● **DATA SUPPLIED**
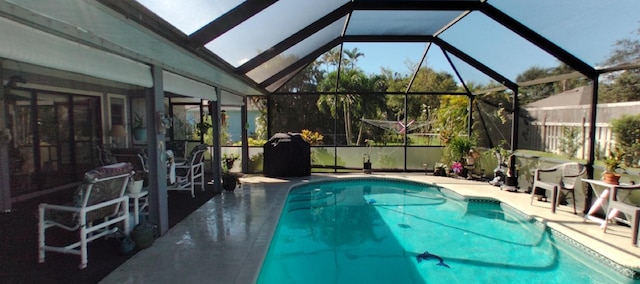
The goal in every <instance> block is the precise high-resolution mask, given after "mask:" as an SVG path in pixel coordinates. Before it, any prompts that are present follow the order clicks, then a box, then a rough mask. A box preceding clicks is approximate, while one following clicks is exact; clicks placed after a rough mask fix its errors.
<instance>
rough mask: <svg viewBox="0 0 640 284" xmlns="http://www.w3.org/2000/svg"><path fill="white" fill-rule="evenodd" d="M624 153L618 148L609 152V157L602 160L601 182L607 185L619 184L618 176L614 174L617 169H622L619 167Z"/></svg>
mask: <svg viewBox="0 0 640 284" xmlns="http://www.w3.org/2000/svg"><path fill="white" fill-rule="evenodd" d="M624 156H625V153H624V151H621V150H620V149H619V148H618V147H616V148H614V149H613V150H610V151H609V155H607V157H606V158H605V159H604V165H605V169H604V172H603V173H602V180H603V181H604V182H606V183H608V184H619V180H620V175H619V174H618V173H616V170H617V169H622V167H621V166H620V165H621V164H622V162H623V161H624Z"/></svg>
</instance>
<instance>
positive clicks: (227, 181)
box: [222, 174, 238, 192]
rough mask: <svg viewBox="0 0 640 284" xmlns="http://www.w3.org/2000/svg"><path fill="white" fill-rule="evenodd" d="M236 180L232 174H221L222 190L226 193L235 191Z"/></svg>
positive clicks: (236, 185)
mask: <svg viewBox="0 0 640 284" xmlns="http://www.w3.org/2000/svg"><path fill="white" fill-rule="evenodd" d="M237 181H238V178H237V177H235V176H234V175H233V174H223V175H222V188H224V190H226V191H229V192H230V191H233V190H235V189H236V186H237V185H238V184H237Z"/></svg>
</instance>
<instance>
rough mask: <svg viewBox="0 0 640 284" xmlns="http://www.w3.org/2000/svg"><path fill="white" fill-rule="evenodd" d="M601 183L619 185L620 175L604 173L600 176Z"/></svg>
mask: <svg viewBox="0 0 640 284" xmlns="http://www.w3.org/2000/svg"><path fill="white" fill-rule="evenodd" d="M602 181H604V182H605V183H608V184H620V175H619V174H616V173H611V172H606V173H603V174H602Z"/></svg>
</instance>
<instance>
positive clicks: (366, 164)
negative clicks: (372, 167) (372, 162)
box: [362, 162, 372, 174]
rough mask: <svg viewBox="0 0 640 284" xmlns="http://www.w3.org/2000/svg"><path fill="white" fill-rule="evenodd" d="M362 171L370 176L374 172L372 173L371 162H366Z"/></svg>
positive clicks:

...

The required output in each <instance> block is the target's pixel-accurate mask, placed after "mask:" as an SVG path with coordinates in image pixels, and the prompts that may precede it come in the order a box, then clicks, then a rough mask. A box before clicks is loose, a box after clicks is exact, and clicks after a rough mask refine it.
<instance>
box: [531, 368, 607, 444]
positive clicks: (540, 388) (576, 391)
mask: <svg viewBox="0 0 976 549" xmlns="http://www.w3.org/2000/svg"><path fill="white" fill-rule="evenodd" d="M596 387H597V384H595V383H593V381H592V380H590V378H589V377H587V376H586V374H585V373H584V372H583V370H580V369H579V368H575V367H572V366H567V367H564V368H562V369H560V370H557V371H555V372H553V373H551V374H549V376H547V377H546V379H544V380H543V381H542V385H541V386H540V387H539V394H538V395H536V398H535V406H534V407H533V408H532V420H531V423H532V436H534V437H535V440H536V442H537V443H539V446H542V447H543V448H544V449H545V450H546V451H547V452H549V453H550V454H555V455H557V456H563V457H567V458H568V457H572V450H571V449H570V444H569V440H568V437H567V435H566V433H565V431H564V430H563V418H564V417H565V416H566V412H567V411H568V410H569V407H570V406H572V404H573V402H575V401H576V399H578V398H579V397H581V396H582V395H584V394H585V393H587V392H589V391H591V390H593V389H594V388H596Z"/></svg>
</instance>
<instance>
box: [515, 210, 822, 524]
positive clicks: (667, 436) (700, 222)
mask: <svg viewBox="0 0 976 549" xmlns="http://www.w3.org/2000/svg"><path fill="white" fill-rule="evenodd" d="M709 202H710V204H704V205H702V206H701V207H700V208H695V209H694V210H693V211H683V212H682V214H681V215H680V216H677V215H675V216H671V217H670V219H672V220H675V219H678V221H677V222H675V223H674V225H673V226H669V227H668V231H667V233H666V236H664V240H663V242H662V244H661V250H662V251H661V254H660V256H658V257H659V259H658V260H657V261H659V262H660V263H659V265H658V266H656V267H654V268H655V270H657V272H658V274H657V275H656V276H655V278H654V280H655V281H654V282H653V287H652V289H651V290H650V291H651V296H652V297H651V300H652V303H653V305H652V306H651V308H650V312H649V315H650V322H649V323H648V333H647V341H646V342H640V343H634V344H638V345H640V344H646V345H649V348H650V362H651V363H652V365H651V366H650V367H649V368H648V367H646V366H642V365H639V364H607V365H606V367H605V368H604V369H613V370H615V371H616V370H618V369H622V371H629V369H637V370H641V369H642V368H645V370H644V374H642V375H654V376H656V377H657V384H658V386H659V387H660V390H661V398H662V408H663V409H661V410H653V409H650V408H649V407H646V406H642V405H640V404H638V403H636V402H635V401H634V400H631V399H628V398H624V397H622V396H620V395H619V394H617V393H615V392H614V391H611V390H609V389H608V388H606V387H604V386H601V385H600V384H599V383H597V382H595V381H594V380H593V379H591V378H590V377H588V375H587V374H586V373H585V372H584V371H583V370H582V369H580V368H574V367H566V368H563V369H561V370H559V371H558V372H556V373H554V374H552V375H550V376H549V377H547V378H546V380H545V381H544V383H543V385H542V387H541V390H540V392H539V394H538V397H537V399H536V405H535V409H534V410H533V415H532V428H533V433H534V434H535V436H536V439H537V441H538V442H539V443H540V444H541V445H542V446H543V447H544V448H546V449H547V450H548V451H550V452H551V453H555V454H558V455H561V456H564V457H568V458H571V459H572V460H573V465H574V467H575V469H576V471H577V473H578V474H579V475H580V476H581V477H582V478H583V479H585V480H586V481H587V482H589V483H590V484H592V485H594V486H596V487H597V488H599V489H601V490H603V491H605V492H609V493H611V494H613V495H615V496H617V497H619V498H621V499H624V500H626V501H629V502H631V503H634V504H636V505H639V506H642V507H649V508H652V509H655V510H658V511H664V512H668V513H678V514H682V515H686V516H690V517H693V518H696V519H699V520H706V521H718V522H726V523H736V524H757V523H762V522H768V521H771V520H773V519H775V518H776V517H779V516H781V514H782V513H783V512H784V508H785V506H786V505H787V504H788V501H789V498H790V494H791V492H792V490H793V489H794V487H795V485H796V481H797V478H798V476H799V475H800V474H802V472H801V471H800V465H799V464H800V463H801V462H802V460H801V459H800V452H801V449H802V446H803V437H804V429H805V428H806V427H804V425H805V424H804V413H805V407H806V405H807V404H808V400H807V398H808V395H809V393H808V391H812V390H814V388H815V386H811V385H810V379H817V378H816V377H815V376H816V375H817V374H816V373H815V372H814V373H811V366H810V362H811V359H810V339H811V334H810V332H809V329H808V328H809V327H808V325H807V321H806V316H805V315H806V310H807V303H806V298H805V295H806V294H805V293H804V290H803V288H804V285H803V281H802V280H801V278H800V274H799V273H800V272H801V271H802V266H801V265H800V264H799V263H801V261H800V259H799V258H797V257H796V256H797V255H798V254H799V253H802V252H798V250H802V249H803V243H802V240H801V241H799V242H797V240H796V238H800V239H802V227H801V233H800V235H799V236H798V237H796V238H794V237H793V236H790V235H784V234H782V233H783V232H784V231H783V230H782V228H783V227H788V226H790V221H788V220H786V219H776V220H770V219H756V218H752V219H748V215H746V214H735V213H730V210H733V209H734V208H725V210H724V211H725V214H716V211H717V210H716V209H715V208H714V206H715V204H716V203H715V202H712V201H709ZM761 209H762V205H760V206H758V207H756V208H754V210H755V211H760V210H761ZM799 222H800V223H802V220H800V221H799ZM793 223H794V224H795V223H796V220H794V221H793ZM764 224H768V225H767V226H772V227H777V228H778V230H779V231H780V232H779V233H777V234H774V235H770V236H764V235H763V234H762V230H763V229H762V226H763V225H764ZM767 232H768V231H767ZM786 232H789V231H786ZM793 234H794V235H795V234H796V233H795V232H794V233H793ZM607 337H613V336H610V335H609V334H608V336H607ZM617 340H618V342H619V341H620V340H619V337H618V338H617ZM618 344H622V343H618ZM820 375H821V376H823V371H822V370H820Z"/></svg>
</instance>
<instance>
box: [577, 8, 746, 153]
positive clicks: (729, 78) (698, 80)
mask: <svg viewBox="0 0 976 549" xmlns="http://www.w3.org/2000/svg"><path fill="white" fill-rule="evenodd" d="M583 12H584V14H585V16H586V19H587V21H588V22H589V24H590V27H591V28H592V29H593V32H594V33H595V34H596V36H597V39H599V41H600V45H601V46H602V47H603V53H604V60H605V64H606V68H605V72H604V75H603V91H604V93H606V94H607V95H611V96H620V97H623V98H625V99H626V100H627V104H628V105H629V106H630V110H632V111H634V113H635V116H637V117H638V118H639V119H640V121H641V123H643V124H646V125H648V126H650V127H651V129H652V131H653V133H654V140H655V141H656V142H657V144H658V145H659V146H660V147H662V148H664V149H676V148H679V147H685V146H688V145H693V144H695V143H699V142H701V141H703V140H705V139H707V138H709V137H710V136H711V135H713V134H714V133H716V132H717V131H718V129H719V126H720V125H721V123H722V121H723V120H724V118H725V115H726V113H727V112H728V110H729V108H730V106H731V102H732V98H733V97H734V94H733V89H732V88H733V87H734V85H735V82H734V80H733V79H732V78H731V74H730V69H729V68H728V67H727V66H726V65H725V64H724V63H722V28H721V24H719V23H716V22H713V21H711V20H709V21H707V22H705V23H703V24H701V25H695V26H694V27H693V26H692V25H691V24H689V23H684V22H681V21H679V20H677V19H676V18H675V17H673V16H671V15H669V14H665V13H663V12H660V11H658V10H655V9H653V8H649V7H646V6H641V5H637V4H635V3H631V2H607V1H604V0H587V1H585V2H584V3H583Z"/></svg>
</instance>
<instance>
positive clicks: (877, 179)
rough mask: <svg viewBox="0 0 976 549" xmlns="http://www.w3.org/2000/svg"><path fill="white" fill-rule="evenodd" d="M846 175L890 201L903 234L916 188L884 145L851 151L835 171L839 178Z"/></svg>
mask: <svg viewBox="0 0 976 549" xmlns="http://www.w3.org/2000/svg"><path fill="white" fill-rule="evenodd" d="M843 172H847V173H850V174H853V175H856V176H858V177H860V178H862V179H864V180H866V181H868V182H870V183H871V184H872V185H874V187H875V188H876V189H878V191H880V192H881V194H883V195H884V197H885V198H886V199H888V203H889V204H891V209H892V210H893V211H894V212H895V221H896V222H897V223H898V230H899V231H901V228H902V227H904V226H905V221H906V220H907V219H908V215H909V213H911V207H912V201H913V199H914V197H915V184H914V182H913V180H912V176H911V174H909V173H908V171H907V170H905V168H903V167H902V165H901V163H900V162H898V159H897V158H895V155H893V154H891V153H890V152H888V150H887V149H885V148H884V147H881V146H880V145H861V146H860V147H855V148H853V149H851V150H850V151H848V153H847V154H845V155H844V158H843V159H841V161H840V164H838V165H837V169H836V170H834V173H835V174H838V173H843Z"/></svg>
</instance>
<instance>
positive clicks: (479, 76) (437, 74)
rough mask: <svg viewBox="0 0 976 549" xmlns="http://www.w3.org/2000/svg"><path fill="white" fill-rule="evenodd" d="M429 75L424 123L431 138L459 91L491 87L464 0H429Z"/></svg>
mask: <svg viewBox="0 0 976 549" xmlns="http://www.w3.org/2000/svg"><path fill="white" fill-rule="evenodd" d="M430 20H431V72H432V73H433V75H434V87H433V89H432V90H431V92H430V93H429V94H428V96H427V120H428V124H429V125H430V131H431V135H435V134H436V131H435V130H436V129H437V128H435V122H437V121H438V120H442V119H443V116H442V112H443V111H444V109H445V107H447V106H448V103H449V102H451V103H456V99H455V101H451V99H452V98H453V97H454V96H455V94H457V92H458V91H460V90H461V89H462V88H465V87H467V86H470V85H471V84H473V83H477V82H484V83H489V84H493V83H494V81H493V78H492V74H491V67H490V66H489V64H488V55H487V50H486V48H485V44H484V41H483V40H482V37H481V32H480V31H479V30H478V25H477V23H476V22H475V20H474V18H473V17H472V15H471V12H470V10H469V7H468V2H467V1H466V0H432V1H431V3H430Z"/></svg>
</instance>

--

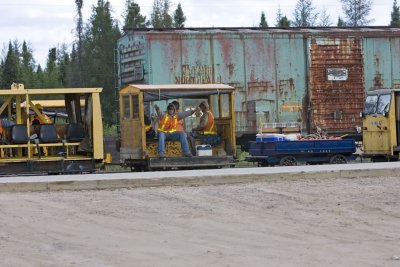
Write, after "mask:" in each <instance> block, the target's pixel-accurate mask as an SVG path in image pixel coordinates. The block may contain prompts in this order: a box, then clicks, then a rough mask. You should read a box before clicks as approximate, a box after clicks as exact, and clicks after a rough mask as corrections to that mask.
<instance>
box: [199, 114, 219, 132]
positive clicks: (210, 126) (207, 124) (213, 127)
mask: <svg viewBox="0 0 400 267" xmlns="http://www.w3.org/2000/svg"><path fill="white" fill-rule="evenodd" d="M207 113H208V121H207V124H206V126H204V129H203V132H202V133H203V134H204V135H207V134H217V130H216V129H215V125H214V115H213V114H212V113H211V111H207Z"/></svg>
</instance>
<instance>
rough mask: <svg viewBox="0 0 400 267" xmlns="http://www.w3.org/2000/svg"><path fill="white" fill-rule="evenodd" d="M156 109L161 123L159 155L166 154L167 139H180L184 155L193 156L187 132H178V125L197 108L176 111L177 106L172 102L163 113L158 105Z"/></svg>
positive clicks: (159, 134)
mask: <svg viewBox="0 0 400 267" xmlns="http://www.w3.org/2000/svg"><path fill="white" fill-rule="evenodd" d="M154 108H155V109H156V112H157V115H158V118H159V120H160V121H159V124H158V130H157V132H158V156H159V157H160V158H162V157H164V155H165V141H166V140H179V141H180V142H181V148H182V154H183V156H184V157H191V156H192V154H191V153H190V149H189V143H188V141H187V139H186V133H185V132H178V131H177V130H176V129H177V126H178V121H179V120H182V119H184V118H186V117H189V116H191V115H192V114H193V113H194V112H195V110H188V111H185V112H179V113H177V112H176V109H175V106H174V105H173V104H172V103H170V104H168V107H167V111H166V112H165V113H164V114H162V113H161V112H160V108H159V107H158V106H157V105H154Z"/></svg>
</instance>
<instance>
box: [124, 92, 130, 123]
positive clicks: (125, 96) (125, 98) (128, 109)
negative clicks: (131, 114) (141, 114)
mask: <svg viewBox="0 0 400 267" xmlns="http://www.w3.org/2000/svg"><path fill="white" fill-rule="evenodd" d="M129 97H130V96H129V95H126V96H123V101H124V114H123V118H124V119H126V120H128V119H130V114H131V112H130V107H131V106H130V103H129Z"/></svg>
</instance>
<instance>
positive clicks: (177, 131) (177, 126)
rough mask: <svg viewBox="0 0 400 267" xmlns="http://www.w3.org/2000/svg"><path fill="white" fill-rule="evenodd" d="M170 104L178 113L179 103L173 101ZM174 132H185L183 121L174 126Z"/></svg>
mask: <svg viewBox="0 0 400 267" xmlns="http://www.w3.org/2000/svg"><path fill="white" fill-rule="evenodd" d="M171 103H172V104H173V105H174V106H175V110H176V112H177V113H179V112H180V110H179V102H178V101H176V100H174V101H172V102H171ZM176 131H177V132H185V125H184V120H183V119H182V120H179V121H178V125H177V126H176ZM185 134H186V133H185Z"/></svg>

● **DIRECTIONS FOR THIS TASK**
How many lines in the entries above contain the word "that"? Reply with the number alone.

● **TASK RESPONSE**
3